----- Entries supplied

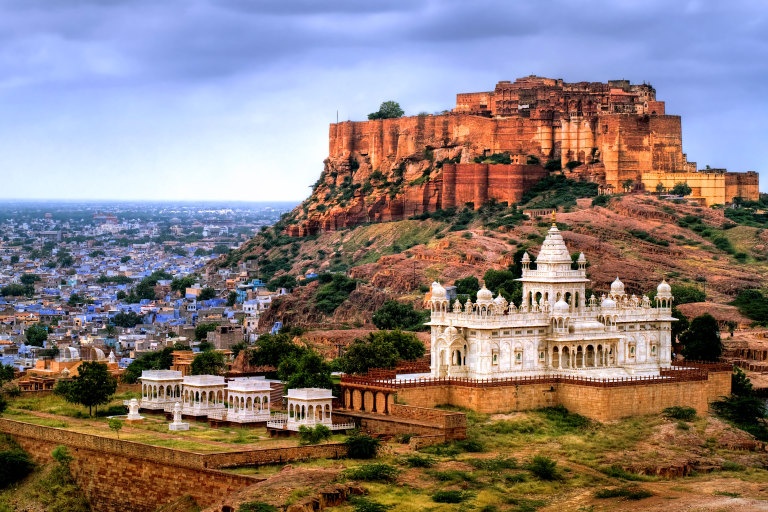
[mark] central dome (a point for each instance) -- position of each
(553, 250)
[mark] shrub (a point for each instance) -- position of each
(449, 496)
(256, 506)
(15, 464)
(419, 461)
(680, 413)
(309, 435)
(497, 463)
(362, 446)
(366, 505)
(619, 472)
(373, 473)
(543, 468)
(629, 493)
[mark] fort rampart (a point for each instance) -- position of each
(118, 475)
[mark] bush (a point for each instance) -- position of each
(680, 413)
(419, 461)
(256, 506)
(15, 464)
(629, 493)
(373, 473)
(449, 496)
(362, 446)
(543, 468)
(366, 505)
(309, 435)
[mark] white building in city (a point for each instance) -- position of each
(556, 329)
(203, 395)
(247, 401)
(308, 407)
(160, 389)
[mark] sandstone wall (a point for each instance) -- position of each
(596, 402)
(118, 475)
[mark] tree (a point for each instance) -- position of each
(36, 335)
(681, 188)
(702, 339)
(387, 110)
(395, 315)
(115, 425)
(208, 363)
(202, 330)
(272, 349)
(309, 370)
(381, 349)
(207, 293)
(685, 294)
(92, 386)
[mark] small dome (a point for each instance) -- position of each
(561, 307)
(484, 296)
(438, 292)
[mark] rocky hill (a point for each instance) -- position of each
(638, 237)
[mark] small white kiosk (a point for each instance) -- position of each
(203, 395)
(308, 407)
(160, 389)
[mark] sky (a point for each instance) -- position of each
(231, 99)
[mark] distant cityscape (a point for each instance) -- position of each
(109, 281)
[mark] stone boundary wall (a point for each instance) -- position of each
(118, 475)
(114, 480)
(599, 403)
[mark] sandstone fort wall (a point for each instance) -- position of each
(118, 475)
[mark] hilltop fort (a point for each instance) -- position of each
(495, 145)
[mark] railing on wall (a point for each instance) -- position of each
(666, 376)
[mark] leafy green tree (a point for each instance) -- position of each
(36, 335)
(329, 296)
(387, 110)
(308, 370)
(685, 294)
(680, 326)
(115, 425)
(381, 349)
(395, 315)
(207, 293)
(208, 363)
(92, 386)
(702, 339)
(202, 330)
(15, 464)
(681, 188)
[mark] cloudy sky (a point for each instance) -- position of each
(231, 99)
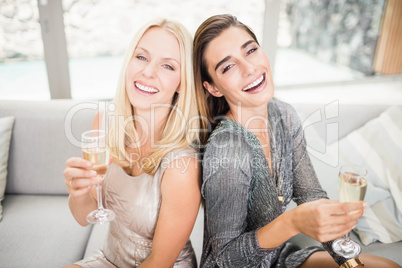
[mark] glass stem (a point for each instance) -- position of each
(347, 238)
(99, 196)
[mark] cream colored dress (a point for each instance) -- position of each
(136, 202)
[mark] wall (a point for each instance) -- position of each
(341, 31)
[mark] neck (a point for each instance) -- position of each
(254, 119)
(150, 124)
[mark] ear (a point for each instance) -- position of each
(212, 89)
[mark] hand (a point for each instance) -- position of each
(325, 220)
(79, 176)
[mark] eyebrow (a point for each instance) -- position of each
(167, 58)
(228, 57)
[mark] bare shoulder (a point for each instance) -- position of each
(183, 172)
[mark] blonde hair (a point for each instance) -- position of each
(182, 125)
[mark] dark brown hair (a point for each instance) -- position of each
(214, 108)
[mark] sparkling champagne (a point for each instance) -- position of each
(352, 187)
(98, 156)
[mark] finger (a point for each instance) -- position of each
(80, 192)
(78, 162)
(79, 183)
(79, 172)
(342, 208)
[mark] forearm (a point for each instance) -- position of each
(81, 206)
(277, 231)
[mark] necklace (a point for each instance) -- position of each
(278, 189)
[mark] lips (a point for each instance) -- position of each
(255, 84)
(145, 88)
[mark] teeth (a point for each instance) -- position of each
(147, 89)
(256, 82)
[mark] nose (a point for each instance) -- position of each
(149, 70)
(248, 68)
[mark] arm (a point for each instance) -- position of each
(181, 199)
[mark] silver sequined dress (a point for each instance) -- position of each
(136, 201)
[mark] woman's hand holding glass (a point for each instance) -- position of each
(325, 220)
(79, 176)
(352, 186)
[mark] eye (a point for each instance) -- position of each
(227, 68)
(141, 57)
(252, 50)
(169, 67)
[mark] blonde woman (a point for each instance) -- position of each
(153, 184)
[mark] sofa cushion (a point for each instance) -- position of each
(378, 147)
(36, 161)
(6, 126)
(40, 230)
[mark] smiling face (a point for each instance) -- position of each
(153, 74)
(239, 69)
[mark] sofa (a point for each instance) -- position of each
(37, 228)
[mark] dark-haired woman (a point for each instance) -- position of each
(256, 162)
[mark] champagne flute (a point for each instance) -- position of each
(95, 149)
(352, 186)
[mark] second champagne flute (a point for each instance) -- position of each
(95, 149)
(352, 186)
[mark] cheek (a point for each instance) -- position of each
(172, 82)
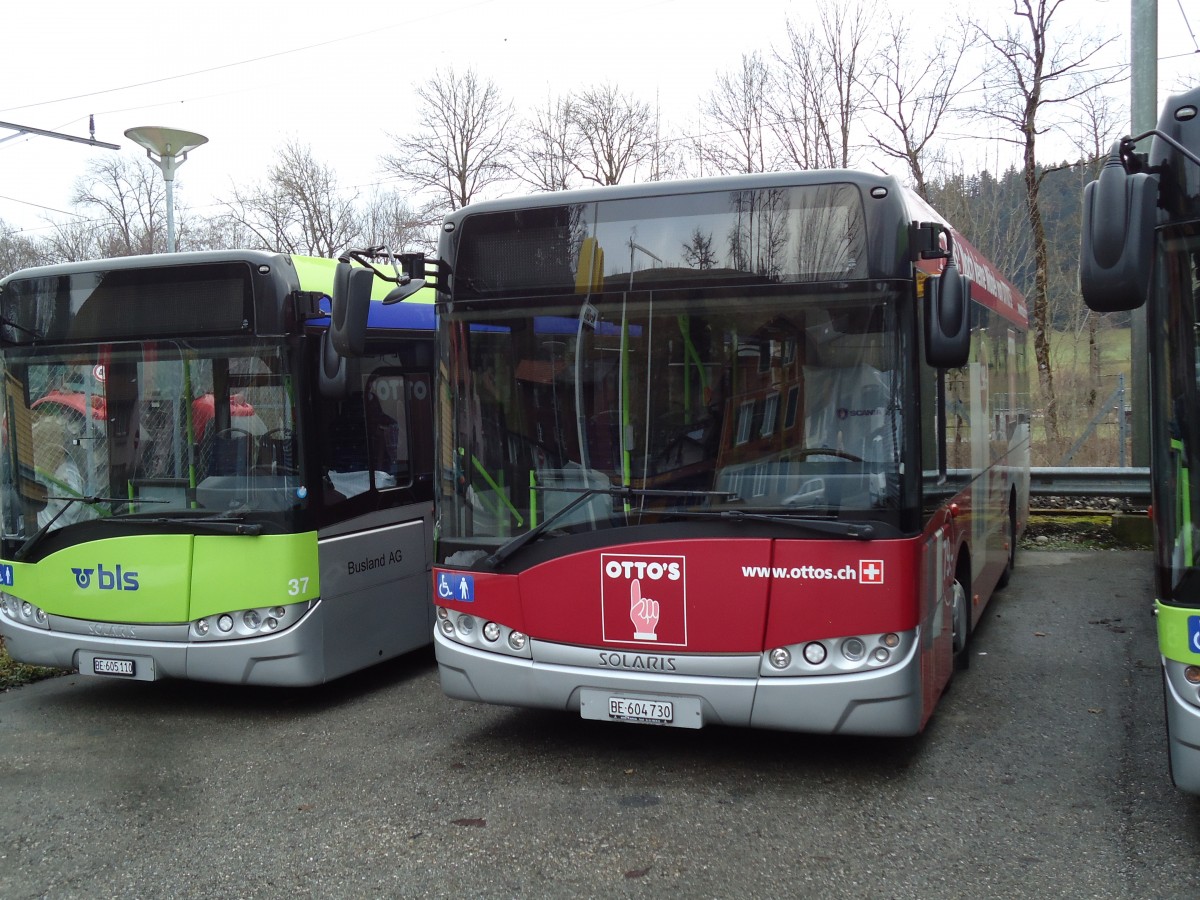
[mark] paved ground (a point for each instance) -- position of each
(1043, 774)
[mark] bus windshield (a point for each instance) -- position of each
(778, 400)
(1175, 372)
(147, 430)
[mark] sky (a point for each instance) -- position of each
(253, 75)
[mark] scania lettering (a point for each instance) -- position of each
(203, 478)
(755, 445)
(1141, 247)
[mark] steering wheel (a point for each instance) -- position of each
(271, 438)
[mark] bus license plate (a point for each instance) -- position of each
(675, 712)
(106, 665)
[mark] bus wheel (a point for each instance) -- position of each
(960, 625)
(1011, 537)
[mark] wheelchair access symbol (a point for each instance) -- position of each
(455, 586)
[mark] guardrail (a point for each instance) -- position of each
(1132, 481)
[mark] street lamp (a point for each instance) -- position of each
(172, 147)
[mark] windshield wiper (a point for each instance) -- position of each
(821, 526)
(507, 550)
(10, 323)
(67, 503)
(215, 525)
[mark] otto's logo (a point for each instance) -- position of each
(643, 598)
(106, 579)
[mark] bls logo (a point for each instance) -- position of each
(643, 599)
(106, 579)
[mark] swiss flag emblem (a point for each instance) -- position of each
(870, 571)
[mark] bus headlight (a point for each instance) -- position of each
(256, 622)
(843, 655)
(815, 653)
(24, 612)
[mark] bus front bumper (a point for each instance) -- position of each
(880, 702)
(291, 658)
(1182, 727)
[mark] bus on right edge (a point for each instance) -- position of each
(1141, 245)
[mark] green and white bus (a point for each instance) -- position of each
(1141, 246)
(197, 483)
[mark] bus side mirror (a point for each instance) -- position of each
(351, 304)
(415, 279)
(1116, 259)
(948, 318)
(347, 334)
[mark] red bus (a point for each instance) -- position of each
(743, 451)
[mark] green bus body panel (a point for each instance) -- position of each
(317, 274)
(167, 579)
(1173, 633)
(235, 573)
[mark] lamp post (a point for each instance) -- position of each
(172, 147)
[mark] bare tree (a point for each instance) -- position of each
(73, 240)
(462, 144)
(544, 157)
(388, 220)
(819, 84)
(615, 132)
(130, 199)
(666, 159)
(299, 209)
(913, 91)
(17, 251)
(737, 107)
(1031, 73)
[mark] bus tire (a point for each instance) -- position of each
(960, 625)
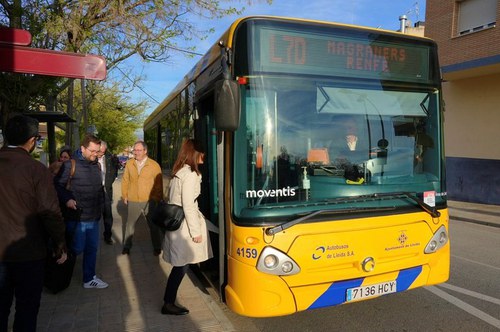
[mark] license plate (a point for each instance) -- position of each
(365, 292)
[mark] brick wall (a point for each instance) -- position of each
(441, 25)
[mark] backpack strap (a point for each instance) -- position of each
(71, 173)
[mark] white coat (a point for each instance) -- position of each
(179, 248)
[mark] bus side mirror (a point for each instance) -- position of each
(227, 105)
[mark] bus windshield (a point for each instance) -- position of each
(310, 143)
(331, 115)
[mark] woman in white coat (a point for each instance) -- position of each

----------
----- Entries supplied

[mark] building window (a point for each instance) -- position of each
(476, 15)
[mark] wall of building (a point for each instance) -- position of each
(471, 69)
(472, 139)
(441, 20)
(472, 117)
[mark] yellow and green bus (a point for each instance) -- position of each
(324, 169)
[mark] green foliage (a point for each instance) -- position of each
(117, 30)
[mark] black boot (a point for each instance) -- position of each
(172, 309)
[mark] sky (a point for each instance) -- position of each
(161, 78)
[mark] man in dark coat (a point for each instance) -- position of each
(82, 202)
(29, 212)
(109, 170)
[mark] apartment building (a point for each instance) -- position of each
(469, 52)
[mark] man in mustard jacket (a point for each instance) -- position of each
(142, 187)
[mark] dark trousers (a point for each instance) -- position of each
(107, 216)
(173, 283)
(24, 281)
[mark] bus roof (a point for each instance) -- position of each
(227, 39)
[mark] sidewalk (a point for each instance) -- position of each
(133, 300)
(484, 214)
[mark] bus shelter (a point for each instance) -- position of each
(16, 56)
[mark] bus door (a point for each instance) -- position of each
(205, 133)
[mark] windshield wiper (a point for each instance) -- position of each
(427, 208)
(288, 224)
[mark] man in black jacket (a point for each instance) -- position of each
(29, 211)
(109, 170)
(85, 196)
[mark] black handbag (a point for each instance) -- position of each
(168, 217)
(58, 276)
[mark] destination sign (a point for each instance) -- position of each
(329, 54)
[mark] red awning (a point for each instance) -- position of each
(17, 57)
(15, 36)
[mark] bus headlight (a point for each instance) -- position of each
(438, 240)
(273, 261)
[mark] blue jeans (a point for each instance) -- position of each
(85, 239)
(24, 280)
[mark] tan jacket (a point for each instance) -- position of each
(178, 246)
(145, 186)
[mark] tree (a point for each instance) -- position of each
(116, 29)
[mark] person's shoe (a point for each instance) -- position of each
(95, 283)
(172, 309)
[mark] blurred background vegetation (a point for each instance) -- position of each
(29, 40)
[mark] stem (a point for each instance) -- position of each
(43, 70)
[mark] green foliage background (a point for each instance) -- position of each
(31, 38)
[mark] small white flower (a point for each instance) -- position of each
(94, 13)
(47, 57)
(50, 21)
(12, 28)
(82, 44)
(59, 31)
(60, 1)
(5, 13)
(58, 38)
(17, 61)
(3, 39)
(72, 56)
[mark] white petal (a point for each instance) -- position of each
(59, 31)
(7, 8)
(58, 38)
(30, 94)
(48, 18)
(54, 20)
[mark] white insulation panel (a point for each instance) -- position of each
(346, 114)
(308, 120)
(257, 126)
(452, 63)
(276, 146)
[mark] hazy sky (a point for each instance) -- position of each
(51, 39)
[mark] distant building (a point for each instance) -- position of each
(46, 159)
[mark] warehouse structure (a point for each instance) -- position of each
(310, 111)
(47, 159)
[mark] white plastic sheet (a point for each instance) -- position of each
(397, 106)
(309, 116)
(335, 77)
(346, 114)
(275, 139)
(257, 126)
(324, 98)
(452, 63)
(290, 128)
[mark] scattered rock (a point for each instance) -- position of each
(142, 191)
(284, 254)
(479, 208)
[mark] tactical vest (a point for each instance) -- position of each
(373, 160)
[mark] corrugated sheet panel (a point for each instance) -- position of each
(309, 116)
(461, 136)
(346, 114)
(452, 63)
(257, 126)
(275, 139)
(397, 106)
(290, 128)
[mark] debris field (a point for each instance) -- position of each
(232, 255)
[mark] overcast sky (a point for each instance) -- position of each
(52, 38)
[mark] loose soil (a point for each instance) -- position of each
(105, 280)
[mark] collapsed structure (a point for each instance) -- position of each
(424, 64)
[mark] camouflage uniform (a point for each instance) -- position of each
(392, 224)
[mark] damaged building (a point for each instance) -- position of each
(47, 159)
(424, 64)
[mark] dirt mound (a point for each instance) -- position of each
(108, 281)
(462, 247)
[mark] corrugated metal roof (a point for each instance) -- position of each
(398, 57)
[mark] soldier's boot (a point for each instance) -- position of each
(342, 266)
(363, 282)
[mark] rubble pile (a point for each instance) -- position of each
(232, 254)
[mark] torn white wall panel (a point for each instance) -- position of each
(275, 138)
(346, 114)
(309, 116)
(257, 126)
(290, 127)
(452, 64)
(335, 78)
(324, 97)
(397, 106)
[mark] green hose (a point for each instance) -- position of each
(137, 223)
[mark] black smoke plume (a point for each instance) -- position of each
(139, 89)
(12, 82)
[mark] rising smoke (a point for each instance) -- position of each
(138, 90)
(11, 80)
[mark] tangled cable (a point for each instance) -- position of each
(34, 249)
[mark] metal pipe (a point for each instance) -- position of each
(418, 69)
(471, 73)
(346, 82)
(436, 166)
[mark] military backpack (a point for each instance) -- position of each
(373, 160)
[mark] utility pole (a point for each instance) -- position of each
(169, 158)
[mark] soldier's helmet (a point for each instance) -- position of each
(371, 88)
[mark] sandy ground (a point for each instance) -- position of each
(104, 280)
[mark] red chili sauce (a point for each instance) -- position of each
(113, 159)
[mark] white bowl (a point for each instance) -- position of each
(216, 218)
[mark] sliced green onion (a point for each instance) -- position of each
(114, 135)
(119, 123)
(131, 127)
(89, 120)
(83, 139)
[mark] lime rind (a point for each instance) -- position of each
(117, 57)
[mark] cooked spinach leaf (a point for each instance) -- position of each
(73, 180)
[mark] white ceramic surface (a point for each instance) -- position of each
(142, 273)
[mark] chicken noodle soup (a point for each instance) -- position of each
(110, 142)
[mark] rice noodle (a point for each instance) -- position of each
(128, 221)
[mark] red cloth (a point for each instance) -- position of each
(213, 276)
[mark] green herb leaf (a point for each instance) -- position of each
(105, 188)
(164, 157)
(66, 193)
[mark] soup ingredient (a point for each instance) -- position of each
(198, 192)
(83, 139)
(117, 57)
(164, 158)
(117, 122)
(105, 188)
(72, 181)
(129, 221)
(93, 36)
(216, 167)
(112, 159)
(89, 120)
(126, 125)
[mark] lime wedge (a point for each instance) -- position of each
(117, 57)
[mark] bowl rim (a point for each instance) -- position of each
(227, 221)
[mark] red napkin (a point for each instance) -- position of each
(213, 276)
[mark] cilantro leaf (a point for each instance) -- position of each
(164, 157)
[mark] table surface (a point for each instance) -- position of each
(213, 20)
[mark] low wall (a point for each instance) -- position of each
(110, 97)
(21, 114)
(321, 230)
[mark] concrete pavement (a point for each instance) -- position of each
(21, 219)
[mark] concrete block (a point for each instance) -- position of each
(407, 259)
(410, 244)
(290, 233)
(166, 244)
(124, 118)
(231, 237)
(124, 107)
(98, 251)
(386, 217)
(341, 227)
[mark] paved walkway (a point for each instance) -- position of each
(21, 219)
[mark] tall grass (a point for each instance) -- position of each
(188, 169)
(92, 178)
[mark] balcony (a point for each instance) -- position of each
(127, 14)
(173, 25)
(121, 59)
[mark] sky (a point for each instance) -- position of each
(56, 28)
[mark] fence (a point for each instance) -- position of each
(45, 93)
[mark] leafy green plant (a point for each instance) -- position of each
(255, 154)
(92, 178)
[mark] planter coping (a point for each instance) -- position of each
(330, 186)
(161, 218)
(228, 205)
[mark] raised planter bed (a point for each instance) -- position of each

----------

- Required work
Can you find every line in the rows above that contains the string "smoke" and copy each of those lines?

- The response
[mark] black smoke plume (a point for each instance) -- position of each
[mark] rising smoke (a point for each instance) -- position of each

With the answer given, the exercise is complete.